#### Exercise materials
[Start of Attachment]

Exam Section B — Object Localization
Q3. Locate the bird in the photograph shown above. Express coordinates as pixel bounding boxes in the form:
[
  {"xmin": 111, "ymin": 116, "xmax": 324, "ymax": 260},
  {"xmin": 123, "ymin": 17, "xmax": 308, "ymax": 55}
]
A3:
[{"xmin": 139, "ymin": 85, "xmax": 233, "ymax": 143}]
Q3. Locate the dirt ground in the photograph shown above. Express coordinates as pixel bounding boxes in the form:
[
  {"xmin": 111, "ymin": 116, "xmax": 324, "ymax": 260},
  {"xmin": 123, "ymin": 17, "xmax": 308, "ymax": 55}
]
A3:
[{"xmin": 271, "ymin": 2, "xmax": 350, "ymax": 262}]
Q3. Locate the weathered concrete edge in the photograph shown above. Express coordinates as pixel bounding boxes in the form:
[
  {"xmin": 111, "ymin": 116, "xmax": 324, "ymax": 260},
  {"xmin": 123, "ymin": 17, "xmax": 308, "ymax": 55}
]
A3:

[End of Attachment]

#### What you will do
The whole listing above, restated word for word, is the required answer.

#### Exercise result
Exam Section B — Object Localization
Q3. Locate the bird in the photograph shown above. Express coordinates as pixel bounding boxes in the form:
[
  {"xmin": 111, "ymin": 116, "xmax": 324, "ymax": 260},
  {"xmin": 123, "ymin": 17, "xmax": 308, "ymax": 55}
]
A3:
[{"xmin": 139, "ymin": 85, "xmax": 233, "ymax": 143}]
Q3. Locate the dirt ground in the photograph shown above. Express coordinates as pixel bounding boxes in the form:
[
  {"xmin": 111, "ymin": 116, "xmax": 324, "ymax": 260},
  {"xmin": 123, "ymin": 17, "xmax": 308, "ymax": 55}
]
A3:
[{"xmin": 271, "ymin": 2, "xmax": 350, "ymax": 262}]
Q3. Locate the weathered concrete edge in the photograph shown above. Express coordinates as pixel bounding boxes in the form:
[
  {"xmin": 111, "ymin": 116, "xmax": 324, "ymax": 260},
  {"xmin": 123, "ymin": 17, "xmax": 308, "ymax": 55}
]
A3:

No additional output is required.